SUPPLIED PASSAGE:
-----
According to the present invention, a container end of the usual type is strengthened by selectively working a portion of the metal in the curved intermediate segment in such a manner as to cause a free doming of the central panel portion and a permanent deflection toward the vertical of the inner leg of the end sidewall. The upper surface of the metal is worked so as to permit a greater and more controlled flow of metal to enhance the free doming of the central panel portion, and also to prevent puncturing the corrosion resistant coating on the bottom of the end which is applied to the metal before the end is formed.
More specifically, an annular band of metal in the intermediate segment and about the periphery of the panel portion is progressively thinned by applying pressure to the upper surface of the metal to form an annular stiffened flange about the periphery of the central panel. The metal is thinned to the point where a substantial amount of metal is flowed radially inwardly and outwardly from the inner and outer diameter of the band immediately adjacent the upper surface. The inner flow compresses the central panel portion of the end, which is free to move, and causes it to dome to a stabilized compressed configuration. The outer flow permanently deflects the inner leg, which is free to move, of the sidewall outwardly and decreases the angle thereof to the vertical. Thus, in accordance with the present invention a stronger end results from the individual and combined effects of the compression doming, the annular stiffening flange, and the decreased angle of the one leg of the sidewall.
A particular advantage of the present invention is its applicability to the great majority of now produced lightweight closures without significantly altering the aesthetic characteristics or the dimensional standards of such closures thereby requiring minimal or no alterations in customers handling equipment.
As mentioned above, the prior art teaches that by increasing the panel height and straightening the panel wall to almost vertical, greater buckle resistance may be achieved. A major drawback of following such teachings is that a necessary corollary is that the tab will be forced above the chime at corresponding lower pressures due to the decreased dome depth. For example, in U.S. Pat. No. 4,217,843 increased buckle strength is partially achieved by increasing panel height. A rock resistance of 60 PSI then results. With the present invention, standard dimensions on panel height are substantially maintained, yet a rock pressure of 80 PSI is obtained with ring pull closures.
Accordingly, it is an object of the present invention to provide a method of increasing the buckle resistance and rock pressure of a closure.
It is another object of the present invention to provide a closure of thinner metal stock yet which substantially conforms to standard dimension, buckle resistance and rock pressure thereby providing metal savings and compatibility with presently used customers sealing equipment.
-----
PROBLEMS AND TASKS:
1. In the container end passage, what rock pressure does the present invention obtain with ring pull closures?
2. Copy the part of the container end passage that begins at "According to the" and ends after "end is formed.", word for word.
The data that comes next is not needed.

INFORMATION SUPPLIED:
-----
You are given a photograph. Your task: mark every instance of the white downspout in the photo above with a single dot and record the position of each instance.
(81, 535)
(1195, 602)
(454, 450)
-----
FULL SOLUTIONS:
1. 80 PSI.

2.
According to the present invention, a container end of the usual type is strengthened by selectively working a portion of the metal in the curved intermediate segment in such a manner as to cause a free doming of the central panel portion and a permanent deflection toward the vertical of the inner leg of the end sidewall. The upper surface of the metal is worked so as to permit a greater and more controlled flow of metal to enhance the free doming of the central panel portion, and also to prevent puncturing the corrosion resistant coating on the bottom of the end which is applied to the metal before the end is formed.